TEXTAUSZUG >>
/---

Klimawissen

Was ist Sektorenkopplung?

Bei der Sektorenkopplung werden die unterschiedlichen Energiesektoren (Strom, Wärme, Mobilität) miteinander vernetzt. Dies gelingt durch direkte Nutzung, etwa von Srom in anderen Sektoren, oder durch Energieumwandlung.

Bei der Energiewende denken viele Menschen an Windräder und Photovoltaikanlagen. Die Sektorenkopplung betrachtet mehr. Denn es geht bei der Energiewende nicht nur um Strom, sondern auch in der Wärmeversorgung und im Mobilitätssektor wird ein Großteil der Energie noch immer aus fossilen Rohstoffen erzeugt. Damit die Energiewende gelingen kann, muss die Umstellung auf erneuerbare Energien in allen Sektoren erfolgen. Dies kann durch den direkten Einsatz erneuerbarer Ressourcen gelingen, zum Beispiel beim Heizen mit Holz. Eine weitere Möglichkeit ist aber auch, erneuerbar produzierten Strom auch in anderen Sektoren, etwa zum Heizen, zu nutzen. In diesem Fall spricht man von Sektorenkopplung.

\---

LISTE DER EINTRÄGE >>

/---

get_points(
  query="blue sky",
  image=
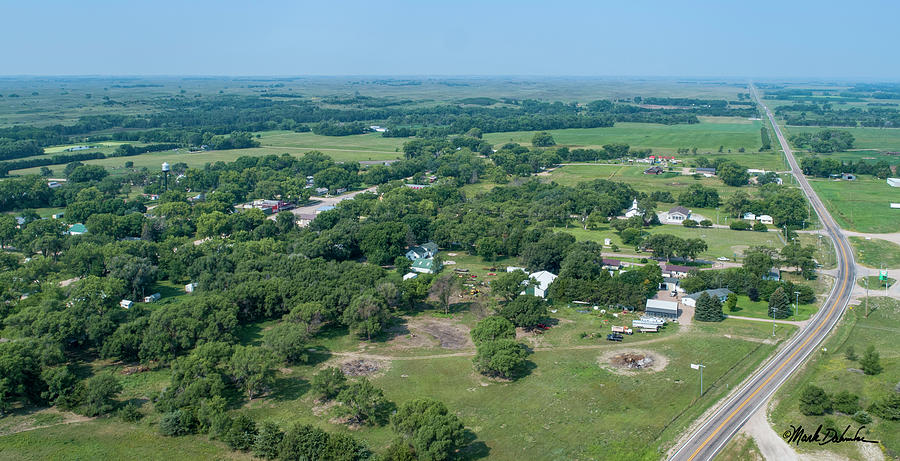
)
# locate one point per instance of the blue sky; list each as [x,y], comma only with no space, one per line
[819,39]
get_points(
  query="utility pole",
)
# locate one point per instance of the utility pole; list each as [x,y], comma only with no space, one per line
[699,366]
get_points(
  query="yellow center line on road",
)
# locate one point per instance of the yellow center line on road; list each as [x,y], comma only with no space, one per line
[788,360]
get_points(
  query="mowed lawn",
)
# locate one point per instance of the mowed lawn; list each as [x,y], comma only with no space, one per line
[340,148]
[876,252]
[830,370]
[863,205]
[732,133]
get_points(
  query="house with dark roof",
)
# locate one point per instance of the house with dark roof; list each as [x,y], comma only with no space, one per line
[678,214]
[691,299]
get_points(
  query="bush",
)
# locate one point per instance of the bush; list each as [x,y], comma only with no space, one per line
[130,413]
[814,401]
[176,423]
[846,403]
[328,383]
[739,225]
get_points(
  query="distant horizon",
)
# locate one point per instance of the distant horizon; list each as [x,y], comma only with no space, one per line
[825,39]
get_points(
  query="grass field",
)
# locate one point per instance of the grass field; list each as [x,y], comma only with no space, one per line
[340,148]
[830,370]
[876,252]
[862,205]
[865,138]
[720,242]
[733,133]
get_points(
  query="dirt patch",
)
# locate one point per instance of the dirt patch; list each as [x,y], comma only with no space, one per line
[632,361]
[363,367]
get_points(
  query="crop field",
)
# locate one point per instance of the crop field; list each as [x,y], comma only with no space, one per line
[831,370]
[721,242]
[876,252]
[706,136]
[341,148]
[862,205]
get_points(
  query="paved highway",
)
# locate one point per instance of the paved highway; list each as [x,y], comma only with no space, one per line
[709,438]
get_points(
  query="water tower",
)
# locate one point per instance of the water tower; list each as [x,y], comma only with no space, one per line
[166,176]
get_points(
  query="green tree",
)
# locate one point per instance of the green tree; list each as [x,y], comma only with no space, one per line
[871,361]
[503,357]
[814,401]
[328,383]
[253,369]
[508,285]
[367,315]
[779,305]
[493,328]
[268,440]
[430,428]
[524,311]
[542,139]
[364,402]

\---
/---

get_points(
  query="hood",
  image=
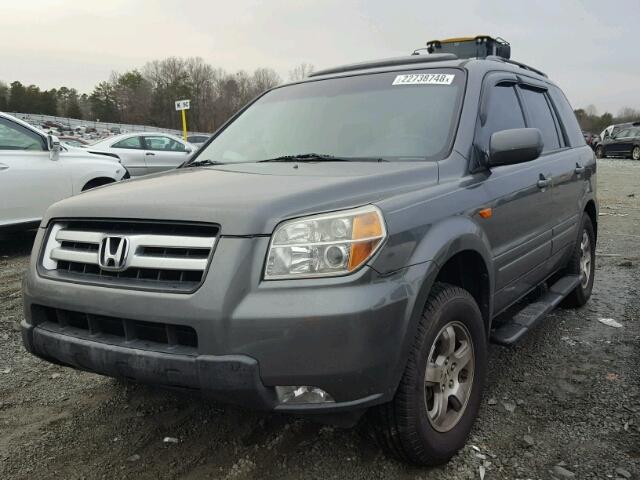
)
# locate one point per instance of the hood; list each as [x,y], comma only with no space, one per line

\---

ZU ERLEDIGEN >>
A – Warum reicht es laut dem Text zur Sektorenkopplung nicht, bei der Energiewende nur an Windräder und Photovoltaikanlagen zu denken? Antworte in ein bis drei Sätzen.
B – Wie geht der Text zur Sektorenkopplung nach dem Satz „In diesem Fall spricht man von Sektorenkopplung.“ weiter? Schreibe die Fortsetzung.

LÖSUNGEN IM EINZELNEN >>
A – Bei der Energiewende geht es nicht nur um Strom, denn auch in der Wärmeversorgung und im Mobilitätssektor wird ein Großteil der Energie noch immer aus fossilen Rohstoffen erzeugt. Damit die Energiewende gelingen kann, muss die Umstellung auf erneuerbare Energien deshalb in allen Sektoren erfolgen.

B –
In Zukunft muss Energie flexibel zwischen allen drei Sektoren ausgetauscht werden können. Strom aus Wind und Sonne, der nicht unmittelbar für Elektrizität benötigt wird, findet Anwendung im Wärme- und Verkehrssektor und kann beispielsweise in Wärmepumpen fließen und Gebäude beheizen. Elektroautos können als kleine Stromspeicher dienen, mit denen wir uns klimafreundlich fortbewegen. Im Gegenzug können Biomasse-Blockheizkraftwerke dezentral Wärme und Strom produzieren, sollte die Stromproduktion aus Wind und Sonne einmal zu stark schwanken. Sektorenkopplung ermöglicht es auch, erneuerbar erzeugten Strom langfristig zu speichern. Es wird nach verschiedenen Technologien unterschieden.

Power-to-X

Power-to-X bezeichnet die Gesamtheit der Technologien zur Nutzung von erneuerbarem Strom in anderen Energiesektoren oder zur Speicherung von Stromüberschüssen aus erneuerbaren Energien. Das können Verfahren sein, in denen Ökostrom in chemische Energieträger zur Stromspeicherung umgewandelt wird, in strombasierte Kraftstoffe zur Mobilität oder in Rohstoffe für die Chemieindustrie. Power bezeichnet die über dem Bedarf liegenden zeitweisen Stromüberschüsse und X steht für die Energieform (z.B. Power-to-Fuel) oder den Verwendungszweck (Power-to-Heat). Häufig gibt es Überschneidungen.

Power-to-Gas

Deutschland verfügt über eine gut ausgebaute Gas-Infrastruktur.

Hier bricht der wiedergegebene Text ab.